本文抜粋 |
++++++++

その1

「ご挨拶」のところでも書きましたが、家を建てたい、という願望は
学生時代の頃からありました。

ただ、やはりスタートは平成8年4月に福島に来てからという事に
なります。自己紹介の項でも書きましたが、運良く福島県職員として
採用され、原町市勤務になりました。しかし、赴任した当時はとにか
く空きアパートが不足していて、奔走の末やっと確保出来た最初の
住まいは夏暑く冬寒い、まさに借家普請の典型でした。

しかし、クーラー入れるお金もなく、夏は扇風機、冬は石油ストー
ブで何とか凌いでいました。冬は半纏が手放せなかったけれど。
家賃の半額は住宅補助という形で支給されていましたが、こん
な住まいのために残らないお金を出し続けるのは・・・。

そう考えたのが第一の伏線でした。

福島に来るにあたって、(一人暮らしは初めてだったのですが)
とにかく何だかんだとお金がかかるものだ、という先入感があった
のですが、原町に来てみると、中規模のスーパーが何件も競い合
っているせいで、「見切り品」という名のロスがやけに多いんです。
それも半額はざらで、下手すれば8割引きも。元々、バーゲンは
好きな方でしたが、ここまでされると定価で買うのが馬鹿らしくなっ
てしまいます。で、閉店間際の常連と化しました(元々残らないもの
にお金をかけるのは無駄だと思うタイプなので、一旦その気になれ
ば人目も気にならなくなります)。

++++++++

入力データ |

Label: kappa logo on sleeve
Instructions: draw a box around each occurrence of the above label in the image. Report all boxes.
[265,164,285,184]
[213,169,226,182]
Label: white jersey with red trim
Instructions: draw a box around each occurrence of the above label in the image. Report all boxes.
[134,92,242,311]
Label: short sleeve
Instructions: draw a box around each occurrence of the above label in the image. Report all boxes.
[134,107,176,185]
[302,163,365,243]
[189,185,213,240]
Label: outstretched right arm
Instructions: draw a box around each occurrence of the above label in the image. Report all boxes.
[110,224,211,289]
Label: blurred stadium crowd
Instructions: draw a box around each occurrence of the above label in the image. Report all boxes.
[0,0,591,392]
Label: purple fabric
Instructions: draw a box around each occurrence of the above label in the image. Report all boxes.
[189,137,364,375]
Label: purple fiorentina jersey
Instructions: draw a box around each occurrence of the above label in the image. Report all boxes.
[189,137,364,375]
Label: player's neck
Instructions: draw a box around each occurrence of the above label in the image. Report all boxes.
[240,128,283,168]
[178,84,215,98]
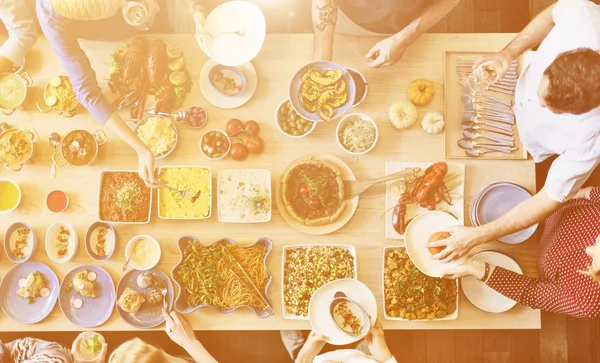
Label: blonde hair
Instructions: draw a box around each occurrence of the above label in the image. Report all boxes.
[108,338,187,363]
[50,0,127,20]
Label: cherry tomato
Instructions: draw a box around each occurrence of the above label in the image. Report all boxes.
[231,143,248,161]
[225,118,244,136]
[244,120,260,136]
[246,136,265,154]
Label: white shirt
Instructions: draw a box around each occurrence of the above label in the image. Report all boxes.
[313,349,398,363]
[515,0,600,202]
[0,0,38,66]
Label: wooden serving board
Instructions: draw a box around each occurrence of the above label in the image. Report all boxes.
[444,51,527,160]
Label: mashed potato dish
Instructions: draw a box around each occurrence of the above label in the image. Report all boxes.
[158,167,212,219]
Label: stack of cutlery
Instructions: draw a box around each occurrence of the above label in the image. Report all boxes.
[457,58,518,157]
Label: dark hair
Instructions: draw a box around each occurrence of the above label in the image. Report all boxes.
[544,48,600,115]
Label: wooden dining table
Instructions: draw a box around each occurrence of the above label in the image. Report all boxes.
[0,34,540,332]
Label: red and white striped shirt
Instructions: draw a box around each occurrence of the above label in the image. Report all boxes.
[487,187,600,319]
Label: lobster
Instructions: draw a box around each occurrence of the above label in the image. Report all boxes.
[148,40,169,87]
[392,161,452,234]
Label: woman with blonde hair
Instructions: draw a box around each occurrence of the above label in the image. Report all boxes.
[108,309,217,363]
[445,187,600,319]
[37,0,210,184]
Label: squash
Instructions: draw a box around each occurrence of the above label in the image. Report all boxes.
[407,78,435,106]
[421,112,446,134]
[389,100,419,129]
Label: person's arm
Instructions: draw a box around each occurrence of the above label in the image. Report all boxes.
[365,0,460,68]
[311,0,338,61]
[444,260,600,319]
[0,0,38,74]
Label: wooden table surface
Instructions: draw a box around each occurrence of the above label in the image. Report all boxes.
[0,34,540,331]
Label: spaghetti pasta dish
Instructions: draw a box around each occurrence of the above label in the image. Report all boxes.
[173,242,271,311]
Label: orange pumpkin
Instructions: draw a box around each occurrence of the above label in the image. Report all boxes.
[408,78,435,106]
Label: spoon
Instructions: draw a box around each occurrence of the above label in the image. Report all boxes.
[465,146,518,158]
[457,138,514,155]
[49,132,61,179]
[460,121,513,136]
[463,127,515,146]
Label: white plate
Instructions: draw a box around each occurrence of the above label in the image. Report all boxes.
[198,1,267,67]
[384,161,466,239]
[217,169,273,223]
[404,211,465,277]
[156,165,212,221]
[281,244,358,320]
[200,59,258,110]
[381,246,460,321]
[461,251,523,313]
[308,279,377,345]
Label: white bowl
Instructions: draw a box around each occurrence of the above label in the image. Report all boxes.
[275,98,317,139]
[45,222,79,263]
[335,113,379,155]
[198,129,231,160]
[0,178,22,214]
[125,234,162,271]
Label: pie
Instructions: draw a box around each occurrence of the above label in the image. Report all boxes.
[282,160,346,226]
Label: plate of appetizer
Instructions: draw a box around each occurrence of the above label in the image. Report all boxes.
[385,161,466,239]
[58,265,116,328]
[117,268,174,329]
[276,154,358,235]
[85,222,117,261]
[0,261,59,324]
[4,222,37,263]
[46,222,79,263]
[382,246,458,321]
[281,245,358,320]
[171,236,273,318]
[217,169,272,223]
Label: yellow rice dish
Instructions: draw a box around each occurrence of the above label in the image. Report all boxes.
[158,167,212,219]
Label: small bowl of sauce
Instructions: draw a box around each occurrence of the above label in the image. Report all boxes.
[125,235,161,271]
[0,179,21,214]
[46,190,69,213]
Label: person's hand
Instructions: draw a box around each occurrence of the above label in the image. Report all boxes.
[473,50,514,83]
[296,330,327,363]
[365,34,407,68]
[162,309,198,350]
[427,226,482,262]
[138,148,156,187]
[365,320,392,362]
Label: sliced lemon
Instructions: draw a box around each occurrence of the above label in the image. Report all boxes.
[48,77,62,87]
[169,58,185,72]
[167,44,183,59]
[169,71,187,87]
[46,96,58,107]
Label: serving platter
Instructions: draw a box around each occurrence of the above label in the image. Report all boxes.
[0,261,60,324]
[275,154,358,235]
[281,244,358,320]
[384,161,466,239]
[116,268,175,329]
[171,236,273,319]
[381,246,460,321]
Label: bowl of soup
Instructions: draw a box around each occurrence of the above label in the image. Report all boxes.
[0,124,38,171]
[0,178,21,214]
[125,235,161,271]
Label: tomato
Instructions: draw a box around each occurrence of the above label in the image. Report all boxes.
[231,143,248,161]
[244,120,260,136]
[225,118,244,136]
[246,136,265,154]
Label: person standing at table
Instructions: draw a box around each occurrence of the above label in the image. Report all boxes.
[36,0,211,183]
[428,0,600,261]
[444,187,600,319]
[0,0,38,74]
[311,0,460,68]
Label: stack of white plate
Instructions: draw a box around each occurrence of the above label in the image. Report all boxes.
[470,181,538,244]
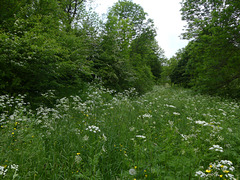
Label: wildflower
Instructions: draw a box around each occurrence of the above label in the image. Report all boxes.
[142,113,152,118]
[129,169,137,176]
[103,134,107,141]
[209,145,223,152]
[11,164,18,171]
[173,112,180,116]
[83,135,89,141]
[86,125,101,133]
[0,166,8,176]
[206,169,212,173]
[195,171,206,177]
[75,153,82,164]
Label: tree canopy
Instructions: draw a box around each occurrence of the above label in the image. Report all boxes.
[0,0,164,100]
[167,0,240,97]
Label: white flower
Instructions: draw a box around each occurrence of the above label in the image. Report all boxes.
[83,135,89,141]
[75,155,82,164]
[209,145,223,152]
[103,134,107,141]
[0,166,8,176]
[136,135,146,139]
[142,113,152,118]
[173,112,180,116]
[195,121,209,126]
[86,125,101,133]
[195,171,206,177]
[11,164,18,171]
[129,169,137,176]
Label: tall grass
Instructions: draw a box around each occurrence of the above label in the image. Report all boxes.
[0,85,240,180]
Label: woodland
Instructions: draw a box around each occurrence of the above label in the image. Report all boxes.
[0,0,240,99]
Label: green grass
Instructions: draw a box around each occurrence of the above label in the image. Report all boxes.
[0,86,240,180]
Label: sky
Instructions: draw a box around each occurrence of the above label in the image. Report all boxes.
[89,0,188,58]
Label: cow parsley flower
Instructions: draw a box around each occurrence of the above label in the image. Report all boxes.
[209,145,223,152]
[129,169,137,176]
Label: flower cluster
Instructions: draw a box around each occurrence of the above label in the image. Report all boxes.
[0,164,18,179]
[142,113,152,118]
[0,166,8,176]
[209,145,223,152]
[86,125,101,133]
[195,160,235,180]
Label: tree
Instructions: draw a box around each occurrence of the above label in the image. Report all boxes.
[181,0,240,97]
[94,0,163,92]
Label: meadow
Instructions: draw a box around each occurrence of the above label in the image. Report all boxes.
[0,85,240,180]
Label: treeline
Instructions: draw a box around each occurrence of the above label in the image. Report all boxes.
[163,0,240,98]
[0,0,164,96]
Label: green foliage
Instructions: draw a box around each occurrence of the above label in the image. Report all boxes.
[0,85,240,180]
[182,0,240,98]
[169,45,190,87]
[93,0,163,93]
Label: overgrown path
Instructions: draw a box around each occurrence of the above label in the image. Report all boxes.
[0,85,240,180]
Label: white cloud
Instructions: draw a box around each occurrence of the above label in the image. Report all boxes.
[94,0,188,58]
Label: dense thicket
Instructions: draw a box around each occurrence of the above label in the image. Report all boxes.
[170,0,240,97]
[0,0,164,100]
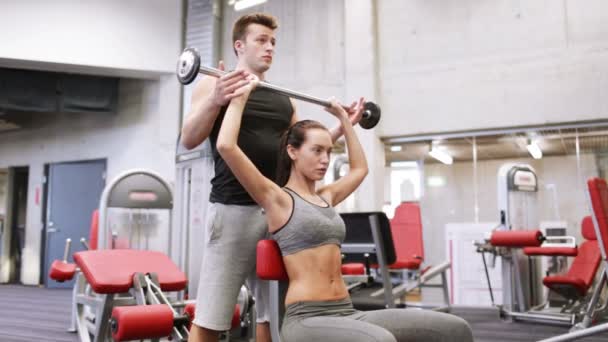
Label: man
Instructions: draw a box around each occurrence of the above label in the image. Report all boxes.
[182,13,361,342]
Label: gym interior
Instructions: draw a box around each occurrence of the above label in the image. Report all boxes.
[0,0,608,341]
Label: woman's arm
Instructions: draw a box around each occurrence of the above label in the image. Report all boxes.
[317,98,368,206]
[216,80,288,214]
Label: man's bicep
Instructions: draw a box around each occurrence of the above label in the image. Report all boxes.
[289,98,300,126]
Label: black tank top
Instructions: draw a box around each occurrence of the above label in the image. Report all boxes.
[209,88,293,205]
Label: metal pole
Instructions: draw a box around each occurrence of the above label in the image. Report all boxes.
[199,65,360,117]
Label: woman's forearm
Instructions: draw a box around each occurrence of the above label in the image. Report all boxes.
[216,95,247,151]
[340,117,368,174]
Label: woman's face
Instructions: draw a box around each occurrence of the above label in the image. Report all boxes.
[288,128,333,181]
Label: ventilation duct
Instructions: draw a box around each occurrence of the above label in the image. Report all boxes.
[0,69,118,113]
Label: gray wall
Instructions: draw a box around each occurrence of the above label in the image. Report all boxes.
[377,0,608,136]
[420,154,597,263]
[0,76,179,284]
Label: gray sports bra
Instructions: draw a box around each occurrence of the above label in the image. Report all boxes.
[273,188,346,255]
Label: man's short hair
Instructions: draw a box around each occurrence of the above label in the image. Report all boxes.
[232,13,279,56]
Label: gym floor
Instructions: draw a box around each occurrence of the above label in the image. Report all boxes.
[0,285,608,342]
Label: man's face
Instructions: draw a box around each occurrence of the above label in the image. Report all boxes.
[234,24,275,73]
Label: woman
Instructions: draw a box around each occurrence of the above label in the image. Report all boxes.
[217,77,473,342]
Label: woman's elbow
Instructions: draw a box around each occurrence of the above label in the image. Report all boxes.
[180,126,201,150]
[215,141,234,156]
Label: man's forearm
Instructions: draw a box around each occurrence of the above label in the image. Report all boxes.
[182,99,226,149]
[329,121,356,144]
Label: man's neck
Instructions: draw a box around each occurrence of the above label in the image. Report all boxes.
[236,61,266,81]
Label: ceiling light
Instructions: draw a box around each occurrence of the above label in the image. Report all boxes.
[234,0,266,11]
[429,146,454,165]
[391,161,418,168]
[426,176,446,188]
[526,141,543,159]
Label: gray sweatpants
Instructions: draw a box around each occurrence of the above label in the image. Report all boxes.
[281,298,473,342]
[193,203,270,331]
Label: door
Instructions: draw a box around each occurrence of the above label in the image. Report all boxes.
[43,160,106,288]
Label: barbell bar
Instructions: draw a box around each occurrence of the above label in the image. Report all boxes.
[177,48,381,129]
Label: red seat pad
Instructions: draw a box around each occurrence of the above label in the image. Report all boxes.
[49,260,76,282]
[390,202,424,270]
[490,230,543,248]
[524,247,578,256]
[74,249,187,293]
[543,275,589,299]
[112,304,173,341]
[89,209,99,249]
[184,303,241,329]
[370,258,422,270]
[256,240,289,280]
[342,262,365,275]
[587,178,608,255]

++++++++

課題 A |
本文抜粋によると、筆者が福島に来たのはいつですか。
課題 B |
レコードのうち「Label: lobster」を含む行から「[37,0,210,184]」を含む行までを、「番号」と「行」の2列のMarkdownの表に変換してください。空行は入れないでください。

解答例 A |
平成8年4月です。

解答例 B |
| 番号 | 行 |
|---|---|
| 1 | Label: lobster |
| 2 | Instructions: draw a box around each occurrence of the above label in the image. Report all boxes. |
| 3 | [148,40,169,87] |
| 4 | [392,161,452,234] |
| 5 | Label: woman with blonde hair |
| 6 | Instructions: draw a box around each occurrence of the above label in the image. Report all boxes. |
| 7 | [108,309,217,363] |
| 8 | [445,187,600,319] |
| 9 | [37,0,210,184] |